→ Data in this exercise:
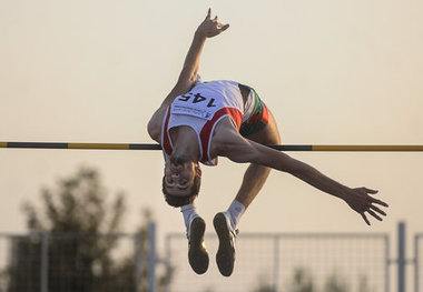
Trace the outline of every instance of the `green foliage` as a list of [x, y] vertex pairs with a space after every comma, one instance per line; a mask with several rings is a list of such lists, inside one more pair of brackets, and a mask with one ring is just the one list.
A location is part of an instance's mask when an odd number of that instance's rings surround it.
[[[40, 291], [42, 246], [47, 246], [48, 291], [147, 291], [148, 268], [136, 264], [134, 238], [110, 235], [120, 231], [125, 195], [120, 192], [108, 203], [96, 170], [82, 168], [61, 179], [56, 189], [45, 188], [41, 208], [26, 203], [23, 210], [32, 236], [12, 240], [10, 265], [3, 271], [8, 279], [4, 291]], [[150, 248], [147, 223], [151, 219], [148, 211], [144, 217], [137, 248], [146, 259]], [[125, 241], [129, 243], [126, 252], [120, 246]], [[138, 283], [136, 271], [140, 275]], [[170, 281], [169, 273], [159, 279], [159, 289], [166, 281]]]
* * *
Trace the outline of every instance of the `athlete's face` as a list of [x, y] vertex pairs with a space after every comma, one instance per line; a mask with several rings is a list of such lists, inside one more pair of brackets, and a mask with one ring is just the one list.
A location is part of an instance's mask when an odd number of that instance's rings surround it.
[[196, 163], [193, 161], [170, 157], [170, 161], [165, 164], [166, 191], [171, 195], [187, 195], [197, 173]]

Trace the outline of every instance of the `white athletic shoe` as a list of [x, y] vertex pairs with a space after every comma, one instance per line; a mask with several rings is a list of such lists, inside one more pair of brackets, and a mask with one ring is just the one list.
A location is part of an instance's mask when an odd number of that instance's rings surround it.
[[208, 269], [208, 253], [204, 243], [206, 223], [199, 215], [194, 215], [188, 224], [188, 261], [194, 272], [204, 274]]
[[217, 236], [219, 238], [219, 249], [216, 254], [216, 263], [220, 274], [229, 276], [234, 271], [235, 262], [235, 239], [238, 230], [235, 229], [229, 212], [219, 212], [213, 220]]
* * *
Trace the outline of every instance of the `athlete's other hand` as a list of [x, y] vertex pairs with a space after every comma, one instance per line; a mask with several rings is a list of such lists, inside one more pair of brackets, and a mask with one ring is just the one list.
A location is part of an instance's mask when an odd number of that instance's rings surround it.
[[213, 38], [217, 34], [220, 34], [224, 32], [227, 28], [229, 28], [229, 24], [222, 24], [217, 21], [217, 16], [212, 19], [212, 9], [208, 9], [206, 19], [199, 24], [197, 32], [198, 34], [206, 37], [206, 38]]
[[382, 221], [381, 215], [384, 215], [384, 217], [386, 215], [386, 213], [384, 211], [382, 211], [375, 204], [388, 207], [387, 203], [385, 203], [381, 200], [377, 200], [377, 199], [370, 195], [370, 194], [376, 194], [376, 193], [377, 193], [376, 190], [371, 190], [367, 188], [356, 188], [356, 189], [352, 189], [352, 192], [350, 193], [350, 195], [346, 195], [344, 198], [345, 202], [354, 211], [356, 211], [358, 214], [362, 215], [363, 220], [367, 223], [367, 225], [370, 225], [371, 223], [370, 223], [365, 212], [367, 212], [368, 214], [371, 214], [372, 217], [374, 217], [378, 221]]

→ What you have to do: Collect every line of the listing above that contains the word "athlete".

→ Written answer:
Trace the outline of every instance of the `athlete's face` as a list of [x, y] vertex pairs with a space after every comma, one instance per line; a mask with several rings is a list of such lists, inside one more pair of brackets, and a mask with one ring is just the one list.
Trace the outline of every instance of the `athlete's other hand` as a list of [x, y] vertex pairs with a space after every comma, one instance per line; a mask with several rings is a list of such lists, inside one more pair of brackets, and a mask with one ring is just the one list.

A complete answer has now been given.